START Information supplied
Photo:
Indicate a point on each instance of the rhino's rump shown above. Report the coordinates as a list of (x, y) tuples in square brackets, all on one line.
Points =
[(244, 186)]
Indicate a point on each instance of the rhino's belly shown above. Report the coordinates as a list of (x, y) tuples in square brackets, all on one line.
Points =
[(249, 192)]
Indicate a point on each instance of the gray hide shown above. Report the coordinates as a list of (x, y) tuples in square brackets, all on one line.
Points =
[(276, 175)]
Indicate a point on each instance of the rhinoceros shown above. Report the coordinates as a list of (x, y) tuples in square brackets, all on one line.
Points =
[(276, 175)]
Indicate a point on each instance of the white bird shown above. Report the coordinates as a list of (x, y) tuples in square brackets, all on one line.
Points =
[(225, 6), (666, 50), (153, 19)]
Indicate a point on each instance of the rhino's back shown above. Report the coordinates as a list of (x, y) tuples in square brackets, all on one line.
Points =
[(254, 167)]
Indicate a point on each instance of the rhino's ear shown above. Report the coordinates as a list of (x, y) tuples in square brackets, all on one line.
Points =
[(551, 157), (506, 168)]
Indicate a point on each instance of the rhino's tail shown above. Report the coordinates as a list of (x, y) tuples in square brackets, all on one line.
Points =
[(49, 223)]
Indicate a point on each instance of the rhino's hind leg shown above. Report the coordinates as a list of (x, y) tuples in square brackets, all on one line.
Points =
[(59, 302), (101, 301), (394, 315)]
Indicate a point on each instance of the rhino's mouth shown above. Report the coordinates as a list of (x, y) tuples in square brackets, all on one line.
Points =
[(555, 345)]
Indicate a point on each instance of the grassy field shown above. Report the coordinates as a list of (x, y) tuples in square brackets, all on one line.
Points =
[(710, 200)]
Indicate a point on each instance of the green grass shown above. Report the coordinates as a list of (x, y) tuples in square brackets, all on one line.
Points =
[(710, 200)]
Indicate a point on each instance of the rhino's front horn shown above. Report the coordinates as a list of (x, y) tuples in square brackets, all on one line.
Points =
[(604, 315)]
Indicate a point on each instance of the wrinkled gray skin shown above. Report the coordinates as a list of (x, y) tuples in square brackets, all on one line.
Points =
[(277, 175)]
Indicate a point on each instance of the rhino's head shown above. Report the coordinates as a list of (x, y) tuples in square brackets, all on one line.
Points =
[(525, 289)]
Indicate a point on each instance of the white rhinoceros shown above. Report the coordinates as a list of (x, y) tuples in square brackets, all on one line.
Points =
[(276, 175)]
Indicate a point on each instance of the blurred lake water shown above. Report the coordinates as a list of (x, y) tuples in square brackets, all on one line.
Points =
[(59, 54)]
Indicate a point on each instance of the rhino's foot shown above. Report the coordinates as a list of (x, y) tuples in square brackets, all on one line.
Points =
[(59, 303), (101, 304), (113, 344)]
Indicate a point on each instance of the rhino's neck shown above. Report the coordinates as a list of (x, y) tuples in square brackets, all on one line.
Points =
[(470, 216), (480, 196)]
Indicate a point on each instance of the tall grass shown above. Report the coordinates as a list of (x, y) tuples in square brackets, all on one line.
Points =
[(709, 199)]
END Information supplied
Work instruction
Every record must be transcribed precisely, down to the last character.

Solved problem
Photo:
Indicate a point on each instance of the rhino's rump shown above. Report the coordinates as a list of (x, y) tuples in square brackets, all on one line.
Points =
[(244, 186)]
Indicate a point on each instance of the rhino's belly shown above. Report the coordinates as a list of (x, y) tuples in square brackets, all on one line.
Points =
[(249, 192)]
Indicate a point on each instance of the gray hide shown above. Report the coordinates as a list of (x, y) tuples in square brackets, all on one line.
Points =
[(276, 175)]
Indicate a point on each instance of the rhinoceros shown above. Report the coordinates as a list of (x, y) tuples in square brackets, all on one line.
Points =
[(276, 175)]
Indicate a point on each instance of the white bird shown above. Report the coordinates as a list of (x, y) tuples in square brackets, all on one line.
Points =
[(225, 6), (666, 50), (153, 19)]
Indicate a point on each instance of the rhino's back shown above. Report the coordinates as a list of (x, y) tuples in square brackets, all on one line.
Points =
[(254, 167)]
Indicate a point on each instance of the rhino's ear shown above. Report the coordinates as a list of (x, y) tuples in square brackets, all on one line.
Points =
[(551, 157), (506, 168)]
Indicate a point on each instance of the rhino's tail shown above. Report the coordinates as a list of (x, y) tuples in square brackets, all on one line.
Points =
[(49, 223)]
Indicate a point on each instance of the rhino's hind leg shown above. Report the coordinates as a list of (x, y) tuples in square brackets, all on one line.
Points =
[(59, 302), (101, 301), (394, 315)]
Indicate a point on each instance of the rhino's mouth shown above. Report the coordinates as a list of (x, y) tuples in square brackets, all on one line.
Points =
[(555, 345)]
Indicate a point on each instance of the grassy field shown above. Report the coordinates as a list of (x, y) tuples in square brackets, all on one line.
Points =
[(710, 200)]
Indicate a point on each instance of the green grass shown above. Report the coordinates as a list of (x, y) tuples in square brackets, all on one line.
Points =
[(710, 200)]
Indicate a point on each instance of the rhino's front horn shown above. Report the coordinates as a list of (x, y) tuples in square brackets, all on one line.
Points =
[(604, 315)]
Indicate a point on each instance of the wrinkled gray skin shown above. Report the coordinates as a list of (x, y) tuples in square brackets, all on one line.
Points =
[(277, 175)]
Indicate a point on each instance of the rhino's head shown above. Report the coordinates as a list of (x, y) tuples in square brackets, all on one line.
Points =
[(525, 289)]
Indicate a point on each instance of the white rhinoceros shown above. Report the coordinates as a list of (x, y) tuples in square brackets, all on one line.
Points =
[(276, 175)]
Indicate a point on each instance of the blurred lake water shown above. Report the coordinates as a list of (x, y) tuples in square brackets, all on one line.
Points =
[(59, 54)]
Indicate a point on each instance of the rhino's foot shown above. Report the coordinates as a list of (x, y) tuples in square brackets, all on one line.
Points =
[(59, 303), (101, 304), (113, 344)]
Indicate a point on each instance of the rhino's neck shown above. Report the coordinates as a list of (x, y) tuples in square brackets, all on one line.
Points =
[(470, 216), (480, 196)]
Indicate a point on each instance of the tall grass shown above. Report the coordinates as a list of (x, y) tuples in square brackets, all on one line.
Points =
[(709, 199)]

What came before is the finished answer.